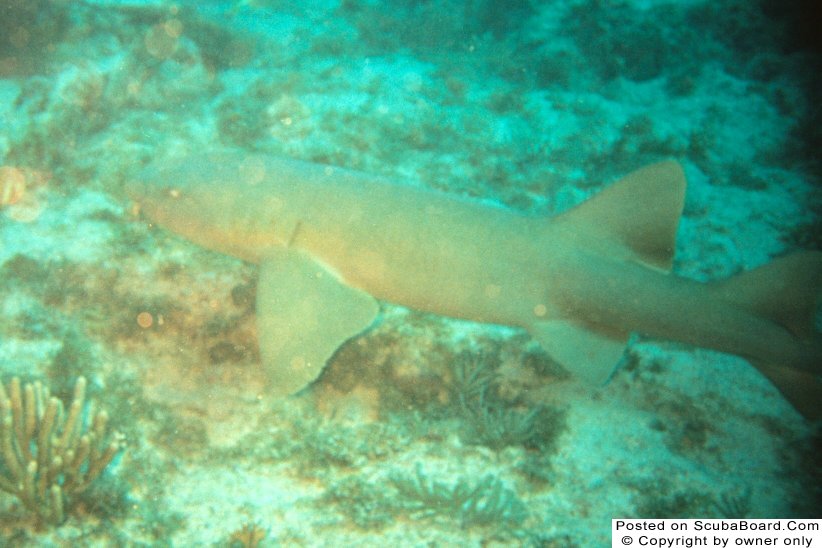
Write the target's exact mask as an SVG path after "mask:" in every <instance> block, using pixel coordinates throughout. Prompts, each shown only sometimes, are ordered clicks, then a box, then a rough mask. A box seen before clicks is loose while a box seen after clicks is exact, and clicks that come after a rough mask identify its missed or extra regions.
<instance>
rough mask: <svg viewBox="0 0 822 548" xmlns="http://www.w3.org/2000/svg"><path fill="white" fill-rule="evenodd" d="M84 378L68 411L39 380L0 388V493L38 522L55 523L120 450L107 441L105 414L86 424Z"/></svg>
mask: <svg viewBox="0 0 822 548" xmlns="http://www.w3.org/2000/svg"><path fill="white" fill-rule="evenodd" d="M85 393H86V380H85V378H83V377H80V378H79V379H77V382H76V384H75V386H74V399H73V401H72V403H71V406H70V407H69V408H68V412H64V410H63V404H62V402H60V400H58V399H57V398H55V397H52V396H51V395H50V393H49V389H48V388H46V387H44V386H43V385H42V383H40V382H39V381H37V382H34V383H25V384H23V385H21V383H20V379H19V378H17V377H15V378H13V379H12V380H11V381H10V382H9V384H8V388H4V387H3V385H2V384H0V454H2V461H0V462H1V463H2V466H0V490H3V491H6V492H8V493H11V494H13V495H15V496H16V497H17V498H18V499H19V500H20V502H21V503H22V504H23V506H24V507H25V508H26V509H27V510H29V511H30V512H32V513H33V514H34V515H35V516H36V518H37V520H38V522H40V523H46V524H51V525H59V524H60V523H62V522H63V521H64V520H65V517H66V510H67V509H68V507H69V506H70V504H71V501H72V497H74V496H75V495H77V494H79V493H81V492H82V491H84V490H85V489H86V488H88V486H89V484H90V483H91V482H93V481H94V480H95V479H97V477H98V476H99V475H100V474H101V473H102V471H103V470H104V469H105V468H106V466H108V465H109V463H111V461H112V459H113V458H114V457H115V456H116V455H117V453H118V452H119V451H120V449H121V443H120V441H119V440H117V437H118V436H117V435H116V434H115V435H113V436H112V438H114V441H111V442H107V441H106V440H107V439H108V438H109V436H108V435H107V423H108V414H107V413H106V412H105V411H99V412H97V413H96V414H94V416H93V418H92V419H91V420H90V421H88V422H89V424H88V425H86V424H84V423H85V421H84V420H83V418H84V414H85Z"/></svg>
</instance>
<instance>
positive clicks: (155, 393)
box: [0, 0, 821, 546]
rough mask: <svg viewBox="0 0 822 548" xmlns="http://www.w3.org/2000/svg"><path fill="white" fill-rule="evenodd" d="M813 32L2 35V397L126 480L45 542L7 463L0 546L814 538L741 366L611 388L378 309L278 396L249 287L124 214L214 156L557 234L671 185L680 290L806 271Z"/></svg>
mask: <svg viewBox="0 0 822 548" xmlns="http://www.w3.org/2000/svg"><path fill="white" fill-rule="evenodd" d="M800 8H801V6H799V5H797V6H796V7H794V6H785V5H782V4H778V3H774V2H758V3H750V2H735V1H727V2H701V1H696V0H689V1H687V2H665V1H661V0H656V1H655V0H633V1H626V2H597V1H568V2H533V1H526V0H521V1H509V2H483V1H471V2H457V1H445V0H440V1H427V2H410V1H401V0H397V1H393V2H376V1H370V2H369V1H360V0H356V1H345V0H343V1H341V2H337V1H331V0H329V1H317V2H309V3H301V4H297V3H291V2H281V1H253V0H248V1H244V2H239V1H238V2H212V1H208V2H200V3H197V5H195V4H194V3H187V2H180V3H170V2H161V1H151V0H145V1H136V0H135V1H128V0H122V1H113V0H86V1H78V2H65V1H59V0H52V1H46V0H35V1H30V2H22V1H15V0H11V1H7V2H4V3H3V4H2V6H0V380H2V382H3V385H4V386H5V387H6V391H7V392H11V386H12V380H11V379H12V378H13V377H19V378H21V379H22V384H23V385H25V383H27V382H34V381H40V382H41V383H42V385H43V386H47V387H49V388H50V390H51V394H53V395H54V396H55V397H56V398H58V399H59V400H61V401H62V402H63V403H64V405H65V406H66V408H68V406H69V404H70V402H71V401H72V394H73V391H74V390H75V386H76V382H77V378H78V377H81V376H82V377H84V378H85V379H86V381H87V386H86V389H85V394H84V396H85V397H84V398H82V400H83V401H84V402H86V406H85V407H84V408H83V409H85V412H84V413H83V415H82V420H81V422H82V424H79V425H78V426H77V429H78V438H79V434H80V433H84V432H89V431H92V432H93V431H94V430H95V428H94V426H93V422H94V417H95V416H96V415H97V412H98V410H100V409H105V410H106V411H107V413H108V415H109V417H110V418H109V420H108V426H107V428H105V429H102V428H101V429H100V433H101V435H100V436H98V438H100V439H96V438H95V439H93V440H92V441H93V442H94V443H92V445H93V446H95V447H99V449H100V451H101V452H104V451H105V449H106V448H107V447H109V445H110V444H111V443H114V444H115V446H116V448H117V452H116V456H114V457H113V458H112V460H111V462H110V463H108V464H107V466H106V467H105V470H104V471H103V472H102V473H101V474H99V477H98V476H97V475H95V474H92V475H93V476H94V477H93V478H90V481H89V485H88V487H85V486H84V488H82V489H80V488H75V487H72V486H71V485H68V484H67V483H66V482H67V481H68V480H67V479H66V478H67V477H68V476H67V475H66V474H67V473H65V472H61V474H62V475H57V476H56V477H55V478H53V479H51V480H49V481H51V482H53V483H56V484H57V485H60V486H61V489H62V490H63V491H65V492H64V493H62V494H61V500H62V504H64V506H65V509H64V512H63V515H62V516H61V518H60V519H49V516H51V515H52V514H50V513H49V512H51V510H49V511H48V512H47V511H45V510H43V508H48V509H53V504H54V503H53V501H51V502H50V501H49V499H48V498H47V497H46V498H44V497H42V496H39V495H38V496H37V497H35V501H34V503H33V504H29V505H28V507H27V505H26V504H24V503H23V502H24V501H23V498H22V497H20V496H17V495H16V494H15V492H14V491H15V489H16V487H15V485H16V484H17V483H18V482H17V480H16V479H14V478H15V477H16V476H15V472H14V470H13V467H14V465H13V464H11V465H10V464H9V462H8V461H9V460H10V459H9V458H8V457H7V456H6V455H5V454H4V456H3V457H0V477H2V478H9V480H8V482H7V483H8V484H7V485H6V489H5V490H3V485H4V484H3V483H2V482H0V545H9V546H52V545H68V544H72V543H73V544H75V545H100V546H113V545H123V546H132V545H151V546H154V545H158V546H165V545H174V546H203V545H218V546H224V545H232V543H233V544H234V545H246V546H252V545H255V542H258V543H259V545H262V546H281V545H282V546H385V545H390V544H394V545H397V546H423V545H436V546H480V545H494V546H496V545H500V546H606V545H609V543H610V526H611V519H612V518H617V517H648V518H651V517H653V518H659V517H819V512H818V506H817V503H818V497H819V478H820V472H819V462H818V433H817V432H816V430H815V425H814V424H813V423H811V422H809V421H807V420H805V419H804V418H803V417H802V416H801V415H800V414H798V413H797V412H796V411H795V409H794V408H793V407H792V406H791V405H790V403H788V401H786V400H785V399H784V398H783V397H782V395H781V394H780V393H779V392H778V391H777V390H776V389H775V388H774V386H773V385H772V384H771V383H770V382H769V381H768V380H767V379H766V378H765V377H763V376H762V375H761V374H760V373H759V372H758V371H757V369H755V368H754V367H752V366H751V364H750V363H748V362H747V361H745V360H744V359H743V358H740V357H737V356H733V355H729V354H720V353H718V352H715V351H711V350H707V349H703V348H697V347H694V346H689V345H685V344H682V343H677V342H670V341H665V340H656V339H651V338H648V337H641V336H639V335H636V334H635V335H633V336H632V337H631V339H630V342H629V344H628V346H627V350H626V353H625V356H624V358H623V362H622V367H621V368H619V369H618V370H617V372H616V373H615V375H614V377H613V378H612V379H611V381H610V382H609V383H608V384H606V385H605V386H602V387H593V388H592V387H590V386H587V385H585V384H582V383H580V382H578V380H576V379H575V378H574V377H573V376H571V375H570V374H569V373H568V372H567V371H566V370H565V369H564V368H563V367H562V366H561V365H559V364H558V363H556V362H555V361H554V360H553V359H552V358H551V357H550V356H549V354H548V353H546V352H545V350H544V349H542V348H541V347H540V346H539V345H538V344H537V342H536V341H535V340H533V339H532V338H531V337H530V335H529V334H528V333H527V332H526V331H524V330H522V329H519V328H517V327H512V326H497V325H490V324H483V323H474V322H470V321H465V320H455V319H451V318H449V317H446V316H441V315H436V314H431V313H426V312H423V311H419V310H415V309H413V308H406V307H402V306H398V305H396V304H392V303H391V302H386V301H380V307H379V308H380V311H379V314H378V316H377V318H376V320H375V322H374V323H373V324H371V325H370V327H368V329H366V330H365V331H363V332H362V333H359V334H357V335H356V336H354V337H353V338H351V339H349V340H348V341H347V342H345V343H344V344H342V345H341V346H340V348H339V349H338V350H337V351H336V352H335V353H334V355H333V356H332V357H331V359H330V360H329V361H328V363H327V364H326V366H325V368H324V370H323V372H322V374H321V375H320V377H319V379H317V380H316V381H315V382H314V383H312V384H311V385H310V386H309V387H308V388H306V389H305V390H303V391H301V392H300V393H299V394H297V395H295V396H291V397H287V398H283V397H274V396H272V394H271V390H270V389H269V388H268V387H267V386H266V377H265V373H264V370H263V369H262V368H261V366H260V356H259V351H258V344H257V327H256V314H255V299H256V294H257V266H256V265H253V264H249V263H245V262H242V261H240V260H238V259H234V258H231V257H230V256H227V255H223V254H220V253H215V252H213V251H208V250H206V249H203V248H201V247H198V246H196V245H195V244H193V243H191V242H190V241H188V240H186V239H184V238H182V237H180V236H179V235H176V234H174V233H172V232H170V231H167V230H165V229H163V228H162V227H160V226H158V225H157V224H155V223H154V221H153V220H152V219H150V218H147V217H146V215H144V212H142V213H141V212H140V211H138V208H136V207H135V206H134V205H133V204H132V202H131V200H130V199H129V198H128V197H127V196H126V194H125V192H124V186H125V184H126V182H127V181H129V180H132V179H133V178H134V177H135V176H136V174H137V173H139V172H140V171H141V169H143V168H144V167H145V166H146V165H148V164H150V163H152V162H155V163H156V162H160V163H162V162H163V161H165V160H166V159H169V158H179V157H193V156H195V155H196V154H199V153H202V152H203V151H207V150H214V149H229V150H231V151H234V152H238V153H240V154H248V155H249V156H250V155H252V154H263V155H271V156H287V157H291V158H295V159H299V160H305V161H311V162H317V163H322V164H329V165H334V166H340V167H345V168H349V169H354V170H357V171H360V172H364V173H370V174H374V175H375V176H380V177H386V178H388V179H392V180H397V181H402V182H404V183H405V184H409V185H413V186H416V187H419V188H422V189H431V190H436V191H442V192H446V193H450V194H453V195H459V196H463V197H468V198H470V199H473V200H477V201H482V203H484V204H486V205H489V207H491V205H493V206H497V207H499V206H503V207H506V208H508V209H509V210H511V211H512V212H518V213H520V214H527V215H534V216H537V215H544V216H551V215H556V214H560V213H562V212H564V211H567V210H569V209H571V208H573V207H574V206H577V205H578V204H580V203H583V202H584V201H585V200H587V199H589V198H591V197H592V196H594V195H596V194H597V193H598V192H599V191H601V190H602V189H603V188H605V187H607V186H609V185H610V184H612V183H614V182H615V181H616V180H617V179H618V178H619V177H622V176H624V175H625V174H627V173H629V172H631V171H633V170H635V169H637V168H640V167H642V166H645V165H648V164H652V163H654V162H658V161H662V160H666V159H676V160H677V161H679V162H680V163H681V164H682V166H683V168H684V170H685V175H686V177H687V179H688V189H687V193H686V196H685V203H684V211H683V216H682V219H681V222H680V224H679V228H678V230H677V234H676V244H675V249H674V258H673V272H674V273H675V274H676V275H678V276H681V277H685V278H690V279H694V280H698V281H701V282H708V281H712V280H718V279H723V278H726V277H729V276H732V275H734V274H738V273H739V272H742V271H745V270H749V269H753V268H755V267H758V266H760V265H763V264H765V263H767V262H769V261H770V260H772V259H773V258H775V257H778V256H780V255H784V254H787V253H790V252H795V251H799V250H813V249H816V250H818V249H819V242H820V238H819V230H818V227H819V218H818V215H819V211H820V209H821V208H820V201H819V183H820V166H819V158H818V153H817V152H816V151H817V150H818V145H819V123H818V121H819V112H818V109H819V107H818V104H817V102H818V101H817V98H818V96H819V89H818V86H819V81H818V73H819V72H818V70H819V49H818V43H815V42H814V36H813V33H812V32H810V33H809V32H808V30H807V27H808V25H807V23H805V22H804V19H805V18H803V17H802V15H801V14H802V11H801V9H800ZM232 184H234V182H233V181H226V182H225V187H226V188H227V189H231V185H232ZM333 198H334V197H333V196H331V197H323V198H321V200H322V201H325V200H329V201H330V200H333ZM375 230H377V231H378V230H380V228H379V227H375ZM480 262H481V259H480ZM814 283H818V282H814ZM809 292H810V293H813V292H812V291H811V290H810V289H809ZM810 293H809V295H808V298H809V299H813V298H814V297H815V296H814V295H812V294H810ZM677 312H678V311H677V310H671V311H670V313H671V314H672V315H675V314H677ZM331 313H333V311H329V314H331ZM817 323H818V322H817ZM21 390H23V389H21ZM25 397H26V396H25V394H24V395H23V396H21V398H23V399H25ZM41 400H42V405H40V406H39V408H40V409H39V411H35V413H34V416H36V417H37V421H36V422H37V424H38V428H42V426H41V424H42V421H43V419H42V416H43V412H44V411H45V408H46V407H47V400H48V398H45V397H44V398H41ZM8 401H11V399H10V398H9V399H8ZM0 407H2V406H0ZM11 407H12V404H11V403H9V404H8V405H7V406H6V407H4V408H3V409H5V410H6V411H3V412H6V413H8V414H9V415H11V414H12V412H11ZM34 407H38V406H37V405H35V406H34ZM64 418H65V417H64ZM58 423H59V421H58ZM58 426H59V425H58ZM58 430H59V428H58ZM0 432H4V431H3V430H0ZM5 432H9V430H8V429H6V430H5ZM16 435H17V434H15V436H16ZM34 437H35V438H36V435H35V436H34ZM37 441H38V440H36V439H32V444H33V446H36V445H37ZM78 443H79V442H78ZM814 444H816V445H814ZM16 451H21V450H17V449H16ZM21 459H22V457H21ZM22 460H26V459H22ZM92 461H94V458H93V457H90V460H87V461H84V463H83V464H81V465H80V469H81V470H83V472H84V473H88V471H89V467H90V465H89V463H90V462H92ZM24 464H25V463H24ZM41 468H42V466H41ZM44 483H47V482H45V480H44ZM38 509H39V510H38Z"/></svg>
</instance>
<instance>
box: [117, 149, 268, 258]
mask: <svg viewBox="0 0 822 548" xmlns="http://www.w3.org/2000/svg"><path fill="white" fill-rule="evenodd" d="M221 159H222V158H221V155H220V154H219V153H217V154H205V155H199V156H194V157H184V158H179V159H171V160H164V161H160V162H157V163H154V164H152V165H150V166H149V167H147V168H145V169H144V170H143V171H141V172H140V173H138V174H137V175H136V176H135V177H133V178H132V179H130V180H129V181H128V182H127V183H126V185H125V191H126V194H127V195H128V196H129V197H130V198H131V199H132V200H133V201H134V202H135V204H136V206H137V208H138V209H139V211H140V212H141V213H142V214H143V215H144V216H145V217H146V218H147V219H148V220H149V221H151V222H153V223H156V224H158V225H160V226H162V227H164V228H167V229H169V230H171V231H172V232H176V233H177V234H180V235H181V236H184V237H185V238H188V239H190V240H192V241H194V242H196V243H198V244H200V245H203V246H205V247H209V248H211V249H217V250H219V251H222V252H224V253H228V254H231V255H234V256H237V257H240V258H243V259H247V260H252V261H254V260H256V257H255V256H253V253H256V250H254V251H252V250H251V249H250V246H248V245H246V242H248V241H249V240H251V239H253V237H254V236H253V235H250V234H246V233H244V228H246V229H248V223H243V222H238V221H241V220H242V219H244V218H252V217H254V215H255V211H248V204H255V203H257V202H258V200H254V199H249V196H248V193H250V192H255V191H257V189H255V188H254V186H253V185H250V184H244V183H246V182H247V180H248V179H247V174H246V173H244V172H238V170H237V169H236V162H231V161H221ZM243 204H245V205H243Z"/></svg>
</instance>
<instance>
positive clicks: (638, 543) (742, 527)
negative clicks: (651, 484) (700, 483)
mask: <svg viewBox="0 0 822 548" xmlns="http://www.w3.org/2000/svg"><path fill="white" fill-rule="evenodd" d="M611 546H619V547H622V548H624V547H625V546H639V547H645V546H651V547H654V548H692V547H694V546H717V547H720V548H727V547H737V546H801V547H804V548H822V520H818V519H614V520H612V521H611Z"/></svg>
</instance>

Activity -> Quote the records from their start through the line containing "378L68 411L39 380L0", including both ends, and leave the pictures out of your answer.

Answer to this exercise ->
Write the target's exact mask as an SVG path after "mask:" in every <instance> block, using pixel coordinates throughout. Prompts, each shown only sometimes, are ordered clicks, then a box, then a rough mask. A box seen before clicks is loose while a box seen after clicks is exact, and clicks that come after a rough mask identify its missed or extra regions.
<instance>
rough mask: <svg viewBox="0 0 822 548" xmlns="http://www.w3.org/2000/svg"><path fill="white" fill-rule="evenodd" d="M84 378L68 411L39 380L0 388V493L38 522L55 523L120 450L107 441L105 414L86 424Z"/></svg>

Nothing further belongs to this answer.